Work to complete:
Can you copy every one of the records below word for word, leaving the pictures out?

Entries from a dataset:

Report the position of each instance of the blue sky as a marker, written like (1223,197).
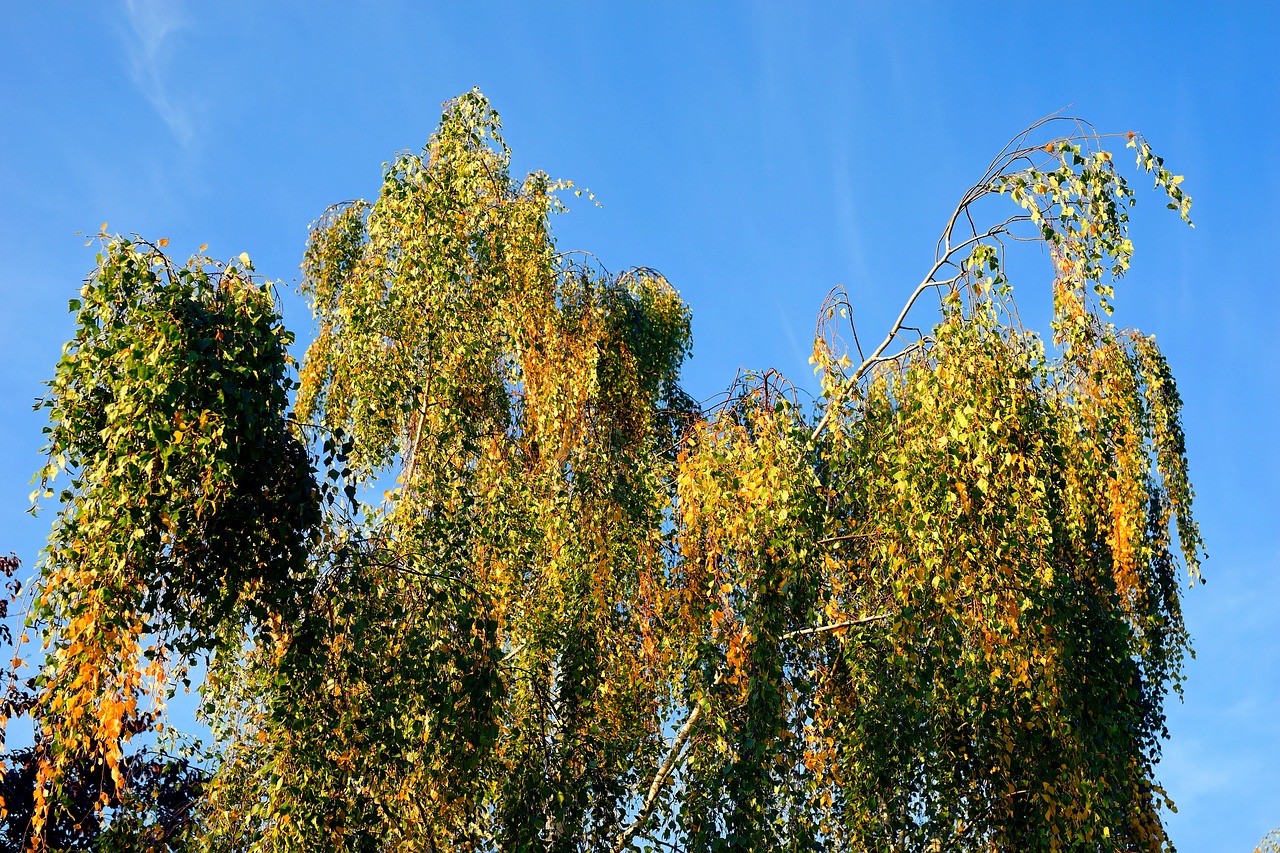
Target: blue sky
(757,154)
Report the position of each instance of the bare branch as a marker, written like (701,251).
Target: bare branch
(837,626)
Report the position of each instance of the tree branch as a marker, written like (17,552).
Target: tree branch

Solution below:
Report the position of each instance of the blue sky as a marker, written like (1223,197).
Target: blue sky
(757,154)
Report the position of each instance of the bare branch as a marker, written like (701,251).
Target: bare branch
(837,626)
Report the position of each instance of the tree branch as a marker, written like (17,552).
Target: tree branch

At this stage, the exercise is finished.